══ EXTRACTED INFORMATION ══

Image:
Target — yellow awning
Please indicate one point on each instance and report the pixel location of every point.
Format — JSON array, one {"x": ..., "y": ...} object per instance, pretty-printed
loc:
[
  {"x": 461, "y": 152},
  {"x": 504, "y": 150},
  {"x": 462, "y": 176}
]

═══

**TASK DESCRIPTION**
Scan the listing above and work out how many of its lines contain the word "instance". Report only that number.

**EXERCISE SOLUTION**
2